— Document passage —
# # # # # # #
He meant the wilderness, the wild, the bush, untamed nature-whatever one called it, the very thing that had attracted him
and many others to the remote center of the vast territory bigger than all the western states put together.
Thousands had rushed to Alaska's interior to scramble for gold, of course, most with a dream of filling pokes with
nuggets after a couple of summers and then sailing home to the "states"-or "Outside" as we called anyplace
that wasn't Alaska--to lord it over the timid sods who had lingered behind.
Some arrived (and still do) having fled faraway troubles. Nobody much cared. Fairbanks became a place
where you could restart your life. It was the end of the road, literally.
Others, like my dad and mom, came for other reasons-he to work and hunt and fish and poke around the
bush in his spare time. She with no choice in the matter, arriving as a toddler born in Dawson,
Yukon Territory, Canada, during the Klondike Gold Rush.
By the time I was born there, Fairbanks still was very remote.
Though in numbers far reduced from gold rush days, paddle-wheeled river boats still churned the Yukon
and Tanana Rivers during the short but intense summers, hauling people and freight around Alaska's outback.
Another route to the states was south over the Richardson Highway, a potholed lane barely the width
of a car that was dusty, icy, or muddy, depending on the season. The road meandered through forests,
over bare uplands, and across glaciered mountains passes on a spine-crunching, 300-mile drive to the
town of Valdez on saltwater. From there, Seattle's docks lay a week away.
# # # # # # #
— Supplied entries —
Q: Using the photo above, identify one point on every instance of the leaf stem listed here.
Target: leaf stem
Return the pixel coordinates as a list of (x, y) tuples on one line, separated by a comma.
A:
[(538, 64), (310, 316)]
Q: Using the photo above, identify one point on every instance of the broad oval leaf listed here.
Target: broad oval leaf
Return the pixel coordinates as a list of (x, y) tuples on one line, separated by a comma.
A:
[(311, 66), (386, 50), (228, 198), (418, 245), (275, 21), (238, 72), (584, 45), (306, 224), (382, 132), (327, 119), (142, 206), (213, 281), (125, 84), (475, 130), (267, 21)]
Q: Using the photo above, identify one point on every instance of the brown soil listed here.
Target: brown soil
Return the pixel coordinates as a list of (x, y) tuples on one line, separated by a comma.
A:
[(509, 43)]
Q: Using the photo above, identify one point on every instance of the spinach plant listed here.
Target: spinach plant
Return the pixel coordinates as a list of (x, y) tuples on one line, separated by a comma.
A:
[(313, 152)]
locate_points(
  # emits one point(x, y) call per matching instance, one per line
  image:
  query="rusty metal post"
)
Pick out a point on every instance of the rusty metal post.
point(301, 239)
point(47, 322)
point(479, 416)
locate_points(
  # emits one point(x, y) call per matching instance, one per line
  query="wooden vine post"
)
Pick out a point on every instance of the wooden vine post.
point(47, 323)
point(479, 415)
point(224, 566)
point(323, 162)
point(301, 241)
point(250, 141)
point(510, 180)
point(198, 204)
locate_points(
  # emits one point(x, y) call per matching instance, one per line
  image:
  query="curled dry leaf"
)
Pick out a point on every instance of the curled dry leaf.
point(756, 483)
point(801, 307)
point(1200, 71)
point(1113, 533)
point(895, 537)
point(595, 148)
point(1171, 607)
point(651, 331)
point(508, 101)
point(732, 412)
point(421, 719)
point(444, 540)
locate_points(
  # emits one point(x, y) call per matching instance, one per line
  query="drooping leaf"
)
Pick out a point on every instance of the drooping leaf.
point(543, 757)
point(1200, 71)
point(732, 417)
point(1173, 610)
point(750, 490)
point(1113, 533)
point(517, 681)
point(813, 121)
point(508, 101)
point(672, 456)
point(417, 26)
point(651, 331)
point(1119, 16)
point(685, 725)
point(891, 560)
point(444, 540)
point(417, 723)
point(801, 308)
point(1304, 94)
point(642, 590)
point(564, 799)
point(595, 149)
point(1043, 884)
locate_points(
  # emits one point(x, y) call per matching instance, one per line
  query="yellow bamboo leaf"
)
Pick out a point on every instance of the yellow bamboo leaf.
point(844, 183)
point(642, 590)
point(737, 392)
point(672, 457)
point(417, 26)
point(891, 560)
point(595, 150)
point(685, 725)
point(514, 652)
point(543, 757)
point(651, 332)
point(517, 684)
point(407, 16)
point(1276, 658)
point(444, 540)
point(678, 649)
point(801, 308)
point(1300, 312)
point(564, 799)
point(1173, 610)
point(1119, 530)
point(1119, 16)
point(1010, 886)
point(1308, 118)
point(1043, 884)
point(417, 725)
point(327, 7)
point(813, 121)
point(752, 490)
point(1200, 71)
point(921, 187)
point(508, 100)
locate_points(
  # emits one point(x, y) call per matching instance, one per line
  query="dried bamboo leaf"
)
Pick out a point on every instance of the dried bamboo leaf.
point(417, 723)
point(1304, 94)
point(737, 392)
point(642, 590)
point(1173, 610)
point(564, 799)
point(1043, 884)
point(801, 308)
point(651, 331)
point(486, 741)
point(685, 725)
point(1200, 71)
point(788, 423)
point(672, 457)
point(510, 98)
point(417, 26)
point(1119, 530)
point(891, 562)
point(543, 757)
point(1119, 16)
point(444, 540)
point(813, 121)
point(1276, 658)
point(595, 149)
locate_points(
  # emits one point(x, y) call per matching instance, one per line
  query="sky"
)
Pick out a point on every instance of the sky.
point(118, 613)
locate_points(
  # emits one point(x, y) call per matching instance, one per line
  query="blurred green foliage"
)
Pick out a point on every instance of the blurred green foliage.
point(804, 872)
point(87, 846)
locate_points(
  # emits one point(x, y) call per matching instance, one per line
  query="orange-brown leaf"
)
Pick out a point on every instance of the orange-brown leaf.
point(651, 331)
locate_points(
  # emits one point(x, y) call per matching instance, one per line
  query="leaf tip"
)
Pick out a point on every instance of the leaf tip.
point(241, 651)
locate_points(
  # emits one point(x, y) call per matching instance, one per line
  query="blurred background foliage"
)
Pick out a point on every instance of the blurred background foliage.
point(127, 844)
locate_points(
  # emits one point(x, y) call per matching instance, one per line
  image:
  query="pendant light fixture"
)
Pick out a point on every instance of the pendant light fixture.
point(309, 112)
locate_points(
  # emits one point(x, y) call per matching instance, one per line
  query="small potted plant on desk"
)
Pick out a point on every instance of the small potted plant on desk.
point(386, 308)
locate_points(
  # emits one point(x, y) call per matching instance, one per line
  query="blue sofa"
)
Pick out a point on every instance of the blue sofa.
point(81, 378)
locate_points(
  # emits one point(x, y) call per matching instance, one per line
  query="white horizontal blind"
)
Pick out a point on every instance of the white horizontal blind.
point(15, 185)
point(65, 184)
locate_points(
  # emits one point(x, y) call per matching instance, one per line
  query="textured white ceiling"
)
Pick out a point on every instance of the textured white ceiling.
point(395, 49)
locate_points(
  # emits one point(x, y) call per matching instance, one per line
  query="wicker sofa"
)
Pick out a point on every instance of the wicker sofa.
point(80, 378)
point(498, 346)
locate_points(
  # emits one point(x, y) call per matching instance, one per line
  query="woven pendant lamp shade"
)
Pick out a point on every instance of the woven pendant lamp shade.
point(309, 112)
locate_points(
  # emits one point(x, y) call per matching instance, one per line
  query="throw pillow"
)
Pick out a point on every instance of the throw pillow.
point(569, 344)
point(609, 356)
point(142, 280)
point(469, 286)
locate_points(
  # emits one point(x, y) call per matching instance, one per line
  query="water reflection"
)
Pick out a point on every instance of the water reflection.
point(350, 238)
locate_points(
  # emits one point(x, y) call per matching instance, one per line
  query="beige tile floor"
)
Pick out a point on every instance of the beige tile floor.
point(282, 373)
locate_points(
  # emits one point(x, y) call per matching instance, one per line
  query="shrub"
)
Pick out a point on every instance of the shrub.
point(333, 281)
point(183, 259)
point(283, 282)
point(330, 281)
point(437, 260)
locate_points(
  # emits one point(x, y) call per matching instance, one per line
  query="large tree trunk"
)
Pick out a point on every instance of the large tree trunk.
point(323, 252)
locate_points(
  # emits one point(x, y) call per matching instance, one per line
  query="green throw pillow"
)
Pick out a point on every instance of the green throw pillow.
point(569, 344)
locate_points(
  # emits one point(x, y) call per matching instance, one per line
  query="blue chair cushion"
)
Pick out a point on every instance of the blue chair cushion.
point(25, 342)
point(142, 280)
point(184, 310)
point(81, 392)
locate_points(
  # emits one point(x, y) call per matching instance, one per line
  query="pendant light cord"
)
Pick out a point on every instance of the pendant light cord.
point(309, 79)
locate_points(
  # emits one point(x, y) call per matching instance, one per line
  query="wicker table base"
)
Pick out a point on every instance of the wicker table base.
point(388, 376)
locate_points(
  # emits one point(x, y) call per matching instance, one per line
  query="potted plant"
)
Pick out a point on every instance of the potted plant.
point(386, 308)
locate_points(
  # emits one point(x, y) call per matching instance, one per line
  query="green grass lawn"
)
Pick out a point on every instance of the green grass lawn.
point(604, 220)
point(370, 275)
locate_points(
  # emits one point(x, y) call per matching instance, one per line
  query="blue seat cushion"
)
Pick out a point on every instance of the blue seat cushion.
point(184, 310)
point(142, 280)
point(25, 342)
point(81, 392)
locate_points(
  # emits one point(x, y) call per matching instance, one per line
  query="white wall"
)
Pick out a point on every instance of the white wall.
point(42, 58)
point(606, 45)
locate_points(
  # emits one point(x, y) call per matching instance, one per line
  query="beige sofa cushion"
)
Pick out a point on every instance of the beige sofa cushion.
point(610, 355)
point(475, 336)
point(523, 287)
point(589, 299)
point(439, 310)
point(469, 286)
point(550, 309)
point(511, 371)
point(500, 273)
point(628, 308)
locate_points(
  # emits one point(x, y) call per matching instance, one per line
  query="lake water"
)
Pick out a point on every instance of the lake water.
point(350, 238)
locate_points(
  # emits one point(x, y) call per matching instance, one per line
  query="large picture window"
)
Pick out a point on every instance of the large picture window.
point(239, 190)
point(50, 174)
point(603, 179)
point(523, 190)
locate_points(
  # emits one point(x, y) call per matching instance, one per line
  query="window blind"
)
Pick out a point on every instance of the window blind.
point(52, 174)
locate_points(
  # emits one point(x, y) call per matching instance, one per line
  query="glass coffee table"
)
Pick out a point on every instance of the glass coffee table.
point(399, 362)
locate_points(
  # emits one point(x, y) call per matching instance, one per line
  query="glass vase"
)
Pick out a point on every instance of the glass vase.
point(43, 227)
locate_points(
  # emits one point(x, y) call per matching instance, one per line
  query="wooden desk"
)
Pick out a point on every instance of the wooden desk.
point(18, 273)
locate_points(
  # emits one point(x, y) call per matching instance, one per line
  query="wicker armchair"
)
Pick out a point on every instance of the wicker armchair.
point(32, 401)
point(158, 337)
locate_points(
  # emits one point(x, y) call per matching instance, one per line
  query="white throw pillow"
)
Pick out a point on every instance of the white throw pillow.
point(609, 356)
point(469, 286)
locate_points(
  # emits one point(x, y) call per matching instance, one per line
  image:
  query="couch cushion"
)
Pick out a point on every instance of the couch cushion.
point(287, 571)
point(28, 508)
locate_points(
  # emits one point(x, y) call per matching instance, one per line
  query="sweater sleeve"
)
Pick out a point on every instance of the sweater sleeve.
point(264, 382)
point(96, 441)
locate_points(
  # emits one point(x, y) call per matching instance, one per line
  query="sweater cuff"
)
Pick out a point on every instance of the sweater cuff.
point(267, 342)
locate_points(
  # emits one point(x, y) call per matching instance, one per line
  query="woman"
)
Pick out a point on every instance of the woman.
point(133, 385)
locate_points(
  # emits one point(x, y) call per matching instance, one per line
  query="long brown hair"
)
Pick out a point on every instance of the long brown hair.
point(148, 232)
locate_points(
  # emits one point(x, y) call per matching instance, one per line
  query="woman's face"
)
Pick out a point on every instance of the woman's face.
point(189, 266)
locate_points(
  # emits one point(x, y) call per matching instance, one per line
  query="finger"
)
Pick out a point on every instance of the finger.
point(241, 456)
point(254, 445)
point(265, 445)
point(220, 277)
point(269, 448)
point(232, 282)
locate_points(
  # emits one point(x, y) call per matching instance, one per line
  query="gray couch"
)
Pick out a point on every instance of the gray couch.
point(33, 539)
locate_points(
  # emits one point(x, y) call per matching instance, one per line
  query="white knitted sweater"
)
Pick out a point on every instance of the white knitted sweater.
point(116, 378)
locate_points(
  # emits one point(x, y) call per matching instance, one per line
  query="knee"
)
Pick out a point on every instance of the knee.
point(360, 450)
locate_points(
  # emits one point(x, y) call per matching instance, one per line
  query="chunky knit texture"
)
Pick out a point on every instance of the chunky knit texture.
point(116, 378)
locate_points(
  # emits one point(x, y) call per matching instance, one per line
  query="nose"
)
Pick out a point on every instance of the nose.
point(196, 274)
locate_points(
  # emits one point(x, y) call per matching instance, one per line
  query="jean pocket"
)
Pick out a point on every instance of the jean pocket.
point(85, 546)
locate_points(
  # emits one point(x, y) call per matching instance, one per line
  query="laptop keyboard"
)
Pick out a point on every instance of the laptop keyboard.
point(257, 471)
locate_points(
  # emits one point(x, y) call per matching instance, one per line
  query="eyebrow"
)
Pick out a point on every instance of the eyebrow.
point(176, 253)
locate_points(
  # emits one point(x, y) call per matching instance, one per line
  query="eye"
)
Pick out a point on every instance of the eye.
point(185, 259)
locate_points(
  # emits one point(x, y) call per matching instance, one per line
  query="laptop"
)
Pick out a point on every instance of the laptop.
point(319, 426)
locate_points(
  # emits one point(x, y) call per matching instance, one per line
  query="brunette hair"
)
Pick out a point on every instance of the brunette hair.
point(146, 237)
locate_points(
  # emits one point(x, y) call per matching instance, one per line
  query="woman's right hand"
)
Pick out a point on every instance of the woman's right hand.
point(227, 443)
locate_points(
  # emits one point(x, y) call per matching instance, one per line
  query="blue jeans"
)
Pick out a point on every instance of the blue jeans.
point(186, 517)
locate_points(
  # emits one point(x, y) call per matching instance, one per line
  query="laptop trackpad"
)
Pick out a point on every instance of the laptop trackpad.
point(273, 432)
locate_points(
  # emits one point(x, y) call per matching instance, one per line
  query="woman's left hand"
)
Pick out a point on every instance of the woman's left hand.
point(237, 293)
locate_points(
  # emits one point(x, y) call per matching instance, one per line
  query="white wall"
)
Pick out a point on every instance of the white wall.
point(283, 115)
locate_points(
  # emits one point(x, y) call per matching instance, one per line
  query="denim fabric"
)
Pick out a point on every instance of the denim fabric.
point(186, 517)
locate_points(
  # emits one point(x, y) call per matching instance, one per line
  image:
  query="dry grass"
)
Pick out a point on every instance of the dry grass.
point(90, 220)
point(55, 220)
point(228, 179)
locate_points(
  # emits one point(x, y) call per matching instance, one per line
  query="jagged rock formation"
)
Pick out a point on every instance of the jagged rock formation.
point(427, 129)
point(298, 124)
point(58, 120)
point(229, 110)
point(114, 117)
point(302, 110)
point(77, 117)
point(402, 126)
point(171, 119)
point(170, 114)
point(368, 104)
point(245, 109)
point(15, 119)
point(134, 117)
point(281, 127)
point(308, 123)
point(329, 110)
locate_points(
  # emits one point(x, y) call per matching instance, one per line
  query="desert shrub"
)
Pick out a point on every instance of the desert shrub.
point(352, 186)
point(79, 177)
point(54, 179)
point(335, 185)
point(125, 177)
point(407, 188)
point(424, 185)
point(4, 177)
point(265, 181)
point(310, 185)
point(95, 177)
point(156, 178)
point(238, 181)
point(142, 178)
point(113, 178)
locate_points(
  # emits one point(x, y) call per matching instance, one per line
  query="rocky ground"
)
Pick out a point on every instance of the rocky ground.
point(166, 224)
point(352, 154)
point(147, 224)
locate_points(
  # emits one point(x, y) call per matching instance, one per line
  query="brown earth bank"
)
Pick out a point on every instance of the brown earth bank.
# # # # # # #
— Exercises —
A) In the passage about early Fairbanks, how long was the drive from Fairbanks to Valdez?
B) Rewrite the passage about early Fairbanks from "Another route to" up to and including "a week away.", swapping "potholed" for "rutted".

— Expected results —
A) 300 miles

B)
Another route to the states was south over the Richardson Highway, a rutted lane barely the width
of a car that was dusty, icy, or muddy, depending on the season. The road meandered through forests,
over bare uplands, and across glaciered mountains passes on a spine-crunching, 300-mile drive to the
town of Valdez on saltwater. From there, Seattle's docks lay a week away.